### Исходный текст

* * * * * * * * *

Глухая неприязнь, разделяющая дома Эронсов и Бёрков, глубже оврага, через который дети прыгают на канате, привязанном к ветке старой яблони. Бёрки интеллигентны, умны, воспитанны и наделены хорошим вкусом, и Джесс, поначалу ревновавший Лесли к родителям, потом с детской беспощадностью думает: вот было бы хорошо, если бы моя мать сочиняла истории, вместо того чтобы пялиться в телевизор! Но кто читает истории миссис Бёрк? Кэтрин Патерсон не уточняет, что это за истории, но мне почему-то кажется, что это женские романы, в которых находят отдохновение женщины вроде Джессиной мамы и подростки вроде его сестёр — не столь загнанные унылой жизнью, но так же тяготящиеся ею. И так совершается круговорот иллюзий в природе. Взрослым их возраст и быт не менее досаден, чем детям, но взрослые слишком горды, чтобы на канате перемахнуть через овраг и открыть Теравифию.

* * * * * * * * *

### Записи аннотаций фигур
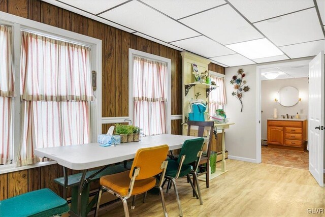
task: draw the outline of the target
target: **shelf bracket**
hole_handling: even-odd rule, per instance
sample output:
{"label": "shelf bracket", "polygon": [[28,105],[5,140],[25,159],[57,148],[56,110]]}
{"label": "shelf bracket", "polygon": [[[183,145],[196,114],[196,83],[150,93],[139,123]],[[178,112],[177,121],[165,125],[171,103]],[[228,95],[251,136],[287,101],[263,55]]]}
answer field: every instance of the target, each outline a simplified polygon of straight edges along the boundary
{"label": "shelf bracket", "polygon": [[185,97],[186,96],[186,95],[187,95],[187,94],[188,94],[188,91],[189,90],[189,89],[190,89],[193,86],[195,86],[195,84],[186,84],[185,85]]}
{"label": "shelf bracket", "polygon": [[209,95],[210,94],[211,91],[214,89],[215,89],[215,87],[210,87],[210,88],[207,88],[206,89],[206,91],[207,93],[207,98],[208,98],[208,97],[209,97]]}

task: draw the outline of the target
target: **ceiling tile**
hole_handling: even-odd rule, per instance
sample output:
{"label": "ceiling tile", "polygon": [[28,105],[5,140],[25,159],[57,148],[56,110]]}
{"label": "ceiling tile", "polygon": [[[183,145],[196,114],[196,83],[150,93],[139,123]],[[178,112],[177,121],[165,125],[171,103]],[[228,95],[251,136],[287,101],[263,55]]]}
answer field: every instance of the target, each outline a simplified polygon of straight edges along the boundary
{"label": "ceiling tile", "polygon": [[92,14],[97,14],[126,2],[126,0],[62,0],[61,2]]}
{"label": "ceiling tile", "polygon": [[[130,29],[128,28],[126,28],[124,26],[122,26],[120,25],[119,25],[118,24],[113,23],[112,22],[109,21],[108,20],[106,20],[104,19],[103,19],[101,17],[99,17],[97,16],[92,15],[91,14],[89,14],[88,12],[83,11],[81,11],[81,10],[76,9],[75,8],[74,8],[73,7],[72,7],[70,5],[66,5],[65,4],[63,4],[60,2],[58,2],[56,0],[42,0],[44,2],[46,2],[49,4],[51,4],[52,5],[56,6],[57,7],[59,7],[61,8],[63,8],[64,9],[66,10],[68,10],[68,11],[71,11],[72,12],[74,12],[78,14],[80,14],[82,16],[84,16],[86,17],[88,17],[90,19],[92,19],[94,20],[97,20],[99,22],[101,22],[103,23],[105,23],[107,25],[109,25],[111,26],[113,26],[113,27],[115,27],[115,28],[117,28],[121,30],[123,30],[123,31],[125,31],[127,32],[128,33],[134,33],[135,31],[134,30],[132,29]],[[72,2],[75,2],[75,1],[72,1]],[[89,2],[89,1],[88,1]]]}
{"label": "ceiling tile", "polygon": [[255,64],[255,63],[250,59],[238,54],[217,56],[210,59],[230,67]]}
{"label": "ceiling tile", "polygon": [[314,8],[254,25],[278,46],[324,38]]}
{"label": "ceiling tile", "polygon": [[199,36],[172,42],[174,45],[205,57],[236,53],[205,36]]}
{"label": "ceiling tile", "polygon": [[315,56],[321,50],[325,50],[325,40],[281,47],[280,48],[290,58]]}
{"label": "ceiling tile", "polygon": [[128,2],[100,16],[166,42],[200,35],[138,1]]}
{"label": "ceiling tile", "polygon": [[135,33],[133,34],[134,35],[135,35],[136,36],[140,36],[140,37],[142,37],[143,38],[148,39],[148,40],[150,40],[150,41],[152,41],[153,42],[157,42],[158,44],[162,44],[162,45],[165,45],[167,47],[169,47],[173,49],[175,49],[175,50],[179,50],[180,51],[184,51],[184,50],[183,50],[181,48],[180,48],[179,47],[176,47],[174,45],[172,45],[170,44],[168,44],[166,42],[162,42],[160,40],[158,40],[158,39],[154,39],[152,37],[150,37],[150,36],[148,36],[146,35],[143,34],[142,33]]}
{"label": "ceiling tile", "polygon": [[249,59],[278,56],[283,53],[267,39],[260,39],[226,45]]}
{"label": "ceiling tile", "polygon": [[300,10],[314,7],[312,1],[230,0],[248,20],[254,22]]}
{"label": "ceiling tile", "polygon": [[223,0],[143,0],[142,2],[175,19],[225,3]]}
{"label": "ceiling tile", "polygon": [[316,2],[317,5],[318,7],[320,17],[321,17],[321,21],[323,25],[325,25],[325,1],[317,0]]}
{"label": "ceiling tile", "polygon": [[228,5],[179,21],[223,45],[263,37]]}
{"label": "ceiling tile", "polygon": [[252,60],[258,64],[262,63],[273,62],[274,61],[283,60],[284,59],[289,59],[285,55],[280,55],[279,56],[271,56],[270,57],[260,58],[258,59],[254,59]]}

* * * * * * * * *

### Формулировка задания
Изложите исходный текст о семьях Эронсов и Бёрков в двух предложениях.

### Решение задания
Дома Эронсов и Бёрков разделяет глухая неприязнь: Бёрки интеллигентны и воспитанны, и Джесс думает, что было бы хорошо, если бы его мать сочиняла истории, как миссис Бёрк, а не смотрела телевизор. Автору кажется, что эти истории читают женщины вроде матери Джесса и подростки вроде его сестёр, а взрослым их возраст и быт досаден не меньше, чем детям, но они слишком горды, чтобы открыть Теравифию.